[Saved entries]

Segment Open

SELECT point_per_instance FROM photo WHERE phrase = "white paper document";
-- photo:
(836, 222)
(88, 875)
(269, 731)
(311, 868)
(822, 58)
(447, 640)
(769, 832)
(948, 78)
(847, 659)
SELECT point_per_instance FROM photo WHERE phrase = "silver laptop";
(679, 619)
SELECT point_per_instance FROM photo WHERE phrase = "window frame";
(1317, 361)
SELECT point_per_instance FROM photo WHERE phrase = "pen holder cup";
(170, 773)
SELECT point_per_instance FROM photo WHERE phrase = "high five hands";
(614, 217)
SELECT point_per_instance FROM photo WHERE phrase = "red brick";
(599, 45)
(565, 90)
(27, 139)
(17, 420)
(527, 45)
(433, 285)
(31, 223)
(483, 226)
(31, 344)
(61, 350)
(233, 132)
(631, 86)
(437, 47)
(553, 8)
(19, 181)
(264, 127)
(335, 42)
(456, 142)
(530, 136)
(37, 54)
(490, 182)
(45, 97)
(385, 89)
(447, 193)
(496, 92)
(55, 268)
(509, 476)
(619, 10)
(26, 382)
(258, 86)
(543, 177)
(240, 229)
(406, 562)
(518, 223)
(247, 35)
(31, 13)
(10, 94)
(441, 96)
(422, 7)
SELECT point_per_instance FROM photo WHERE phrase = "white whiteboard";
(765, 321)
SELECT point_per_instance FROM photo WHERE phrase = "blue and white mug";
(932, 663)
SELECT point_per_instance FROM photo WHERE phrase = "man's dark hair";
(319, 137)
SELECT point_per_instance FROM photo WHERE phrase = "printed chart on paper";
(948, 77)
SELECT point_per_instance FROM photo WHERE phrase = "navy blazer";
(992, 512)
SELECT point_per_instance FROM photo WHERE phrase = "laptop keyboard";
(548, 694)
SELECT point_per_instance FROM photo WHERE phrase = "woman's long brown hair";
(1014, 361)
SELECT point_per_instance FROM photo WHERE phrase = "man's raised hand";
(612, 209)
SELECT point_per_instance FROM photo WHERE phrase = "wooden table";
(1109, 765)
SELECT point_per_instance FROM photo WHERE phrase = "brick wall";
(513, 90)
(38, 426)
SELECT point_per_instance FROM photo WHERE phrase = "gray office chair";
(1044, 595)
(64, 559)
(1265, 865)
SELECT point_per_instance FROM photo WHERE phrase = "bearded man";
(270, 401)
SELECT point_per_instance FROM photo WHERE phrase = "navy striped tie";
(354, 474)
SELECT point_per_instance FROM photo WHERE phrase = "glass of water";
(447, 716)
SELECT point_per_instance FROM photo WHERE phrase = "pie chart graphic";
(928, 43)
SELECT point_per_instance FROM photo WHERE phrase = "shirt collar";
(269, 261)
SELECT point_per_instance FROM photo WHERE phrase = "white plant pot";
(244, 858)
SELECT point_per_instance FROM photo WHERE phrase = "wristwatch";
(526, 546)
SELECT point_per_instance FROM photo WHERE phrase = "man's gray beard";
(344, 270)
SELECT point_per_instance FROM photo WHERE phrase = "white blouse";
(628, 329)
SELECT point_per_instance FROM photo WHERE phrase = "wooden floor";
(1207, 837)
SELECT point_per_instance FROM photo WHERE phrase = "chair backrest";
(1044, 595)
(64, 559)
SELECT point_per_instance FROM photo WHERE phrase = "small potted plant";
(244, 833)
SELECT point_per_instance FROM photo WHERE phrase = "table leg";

Segment Closed

→ ASSIGNMENT
Print each line of the data exactly. Keep all of it.

→ YOUR SOLUTION
SELECT point_per_instance FROM photo WHERE phrase = "white paper document";
-- photo:
(836, 222)
(88, 875)
(269, 731)
(311, 868)
(822, 58)
(447, 640)
(769, 832)
(948, 78)
(847, 659)
SELECT point_per_instance FROM photo WHERE phrase = "silver laptop";
(679, 619)
SELECT point_per_instance FROM photo WHERE phrase = "window frame";
(1317, 361)
SELECT point_per_instance FROM photo WHERE phrase = "pen holder cup";
(170, 773)
SELECT point_per_instance FROM photo WHERE phrase = "high five hands";
(614, 217)
SELECT point_per_instance FROM photo WHERE phrase = "red brick";
(599, 45)
(565, 90)
(27, 139)
(17, 420)
(527, 45)
(433, 285)
(31, 223)
(483, 226)
(31, 344)
(61, 350)
(233, 132)
(631, 86)
(437, 47)
(553, 8)
(19, 181)
(264, 127)
(335, 42)
(456, 142)
(530, 136)
(37, 54)
(490, 182)
(45, 97)
(385, 89)
(447, 193)
(496, 92)
(55, 268)
(509, 476)
(619, 10)
(26, 382)
(258, 86)
(543, 177)
(240, 229)
(406, 562)
(518, 223)
(247, 35)
(31, 13)
(10, 94)
(441, 96)
(422, 7)
SELECT point_per_instance FROM photo WHERE phrase = "white whiteboard";
(765, 321)
SELECT point_per_instance FROM photo WHERE phrase = "blue and white mug";
(932, 663)
SELECT point_per_instance FROM photo WHERE phrase = "man's dark hair";
(319, 137)
SELECT point_per_instance FROM photo WHERE phrase = "printed chart on paper";
(948, 77)
SELECT point_per_instance FROM photo WHERE phrase = "navy blazer";
(992, 512)
SELECT point_per_instance FROM photo WHERE phrase = "laptop keyboard";
(548, 694)
SELECT point_per_instance FROM photo WHERE phrase = "woman's long brown hair";
(1014, 361)
SELECT point_per_instance FROM photo WHERE phrase = "man's raised hand";
(612, 209)
SELECT point_per_instance FROM photo WHERE phrase = "wooden table";
(1109, 765)
SELECT point_per_instance FROM photo WHERE phrase = "brick wall";
(513, 90)
(38, 426)
SELECT point_per_instance FROM photo WHERE phrase = "gray office chair";
(1044, 595)
(64, 559)
(1265, 865)
SELECT point_per_instance FROM photo WHERE phrase = "bearded man";
(270, 401)
SELECT point_per_instance FROM photo WHERE phrase = "navy striped tie";
(354, 474)
SELECT point_per_instance FROM photo WHERE phrase = "glass of water";
(447, 716)
SELECT point_per_instance FROM photo WHERE phrase = "pie chart graphic";
(928, 43)
SELECT point_per_instance FROM photo WHERE phrase = "shirt collar";
(269, 261)
SELECT point_per_instance FROM photo WHERE phrase = "white plant pot";
(244, 858)
SELECT point_per_instance FROM photo WHERE phrase = "wristwatch";
(526, 546)
SELECT point_per_instance FROM photo WHERE phrase = "man's gray beard";
(344, 270)
SELECT point_per_instance FROM photo WHERE phrase = "white blouse";
(628, 329)
SELECT point_per_instance FROM photo WHERE phrase = "wooden floor";
(1207, 837)
SELECT point_per_instance FROM photo WHERE phrase = "chair backrest";
(1044, 595)
(64, 559)
SELECT point_per_instance FROM photo WHERE phrase = "small potted plant";
(244, 833)
SELECT point_per_instance FROM photo WHERE phrase = "table leg";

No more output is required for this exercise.